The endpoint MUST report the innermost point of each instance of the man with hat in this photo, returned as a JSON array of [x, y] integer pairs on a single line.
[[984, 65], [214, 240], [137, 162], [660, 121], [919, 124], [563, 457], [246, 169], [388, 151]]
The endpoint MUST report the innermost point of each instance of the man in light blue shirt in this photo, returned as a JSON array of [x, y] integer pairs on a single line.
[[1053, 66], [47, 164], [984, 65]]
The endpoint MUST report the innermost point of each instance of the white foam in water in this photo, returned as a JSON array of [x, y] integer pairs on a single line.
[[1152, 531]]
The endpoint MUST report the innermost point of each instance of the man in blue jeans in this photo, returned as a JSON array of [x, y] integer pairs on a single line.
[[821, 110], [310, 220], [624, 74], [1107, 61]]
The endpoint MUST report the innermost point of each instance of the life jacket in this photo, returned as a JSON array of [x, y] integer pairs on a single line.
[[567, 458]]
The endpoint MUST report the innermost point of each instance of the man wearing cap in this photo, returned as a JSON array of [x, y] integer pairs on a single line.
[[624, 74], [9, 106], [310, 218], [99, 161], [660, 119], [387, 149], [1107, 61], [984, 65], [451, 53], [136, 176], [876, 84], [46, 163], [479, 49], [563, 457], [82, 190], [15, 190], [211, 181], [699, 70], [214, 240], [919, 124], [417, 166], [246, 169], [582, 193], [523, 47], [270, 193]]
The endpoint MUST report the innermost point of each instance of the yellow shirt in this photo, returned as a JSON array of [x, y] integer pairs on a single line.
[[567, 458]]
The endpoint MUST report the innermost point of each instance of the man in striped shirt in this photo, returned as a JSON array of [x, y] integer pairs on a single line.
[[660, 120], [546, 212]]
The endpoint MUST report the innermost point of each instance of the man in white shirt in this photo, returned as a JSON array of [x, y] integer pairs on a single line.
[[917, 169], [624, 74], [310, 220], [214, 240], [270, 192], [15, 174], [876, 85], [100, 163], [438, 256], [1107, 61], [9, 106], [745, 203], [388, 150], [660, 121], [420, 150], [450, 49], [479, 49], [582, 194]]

## Exercise prompt
Return every entry above verbatim, one per line, in the original order.

## Answer to this problem
The endpoint MUST report the innermost point of each instance of the man with hat in this photo, returned as a JSON array of [x, y] integer pairs on a single line.
[[984, 65], [214, 240], [137, 162], [660, 121], [919, 124], [563, 457], [246, 169], [388, 151]]
The endpoint MUST report the innermost point of each instance of the man in light blue shirt in this photo, returned as a JSON array of [x, y] integer pairs on a single line.
[[1053, 66], [47, 164], [984, 65]]
The endpoint MUST report the innermost point of each instance of the white foam in water in this photo, returned as a JSON array of [x, y] integer pairs on a single line.
[[1152, 531]]
The endpoint MUST report the innermost point of each instance of the man in blue jeans in this photo, returned as a JSON array of [x, y] integer pairs on a single line.
[[821, 110], [310, 220], [624, 74], [1107, 61]]
The endpoint MUST report the innermost point of each instance of the life jacket in this photo, returned as a JSON array of [x, y] integer pairs on a single line.
[[567, 458]]
The endpoint MUST report the innermost point of each instance of the man wearing cap in this photo, returned as a JSON array of [x, y] integer pairs on a single line.
[[624, 74], [9, 106], [310, 218], [99, 161], [660, 119], [387, 149], [1107, 61], [984, 65], [451, 53], [136, 176], [876, 84], [46, 163], [479, 49], [563, 457], [82, 190], [15, 190], [211, 181], [699, 70], [214, 240], [919, 124], [417, 166], [246, 169], [582, 193], [523, 47], [270, 193]]
The endpoint MUST report the innermost point of each instance of the yellow shirt in this photo, returned as a JSON array of [x, y] integer pairs on a single line.
[[567, 458]]
The endpoint MUST report the innermost point of each instance of the man in striped shirt in this photo, returned as a JSON array of [x, y] integer pairs on a single line.
[[660, 120], [546, 212]]
The endpoint MUST report the innermost point of each instance of the man in white shirt in this photo, returned as a JSON array of [x, y] integer pairs on a single line.
[[917, 169], [624, 74], [310, 220], [214, 240], [270, 192], [15, 174], [876, 85], [100, 163], [438, 256], [1107, 61], [9, 106], [745, 203], [388, 150], [660, 121], [420, 150], [450, 49], [479, 49], [582, 194]]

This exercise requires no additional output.